◆ **EXERCISE MATERIALS**:
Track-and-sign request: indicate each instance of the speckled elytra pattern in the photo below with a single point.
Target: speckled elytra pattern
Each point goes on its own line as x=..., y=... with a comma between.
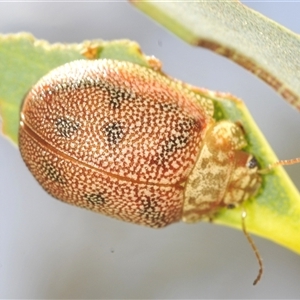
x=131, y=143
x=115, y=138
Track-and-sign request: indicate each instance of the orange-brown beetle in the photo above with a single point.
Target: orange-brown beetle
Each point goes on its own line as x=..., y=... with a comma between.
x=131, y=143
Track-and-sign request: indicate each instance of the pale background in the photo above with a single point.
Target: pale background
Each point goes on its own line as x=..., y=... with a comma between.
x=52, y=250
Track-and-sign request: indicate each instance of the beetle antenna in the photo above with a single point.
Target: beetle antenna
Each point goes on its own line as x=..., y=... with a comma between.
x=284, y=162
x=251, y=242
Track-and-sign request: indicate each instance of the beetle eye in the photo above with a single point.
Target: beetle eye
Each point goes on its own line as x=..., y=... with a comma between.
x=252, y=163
---
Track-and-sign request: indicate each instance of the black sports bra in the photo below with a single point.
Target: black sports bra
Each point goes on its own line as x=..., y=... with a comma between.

◆ **PROMPT**: Resize everything from the line containing "Track-and-sign request: indicate each instance of the speckled" down to the line containing "x=252, y=163", both lines included. Write these lines of the records out again with their requests, multiplying every x and y coordinate in the answers by 0.65 and rounding to whole numbers (halves round up), and leave out the pictures.

◆ **EXERCISE ANSWER**:
Track-and-sign request: indicate each instance of the speckled elytra pattern in the photo below with a single point.
Target: speckled elytra pattern
Each point goes on its own line as x=..., y=... with a comma between.
x=85, y=93
x=75, y=90
Track-and-sign request: indicate each instance of the orange-brown beetle in the photo above with a single point.
Target: orange-brown beetle
Each point goes on its own line as x=..., y=... with a comma between.
x=85, y=93
Track-and-sign request: indicate each instance of the pale background in the photo above with a single point.
Target: pale background
Each point goes on its own line as x=..., y=... with a comma between.
x=34, y=163
Track-and-sign request: indicate each instance of the beetle antenna in the photo above with a single point.
Target: beetle antenna
Each point goes on its own line as x=..., y=... with a comma between.
x=185, y=105
x=163, y=157
Track-and-sign request: indicate each instance of the beetle eye in the photo above with a single point.
Target: beetle eye
Each point goes on its own line as x=..., y=... with a comma between.
x=164, y=106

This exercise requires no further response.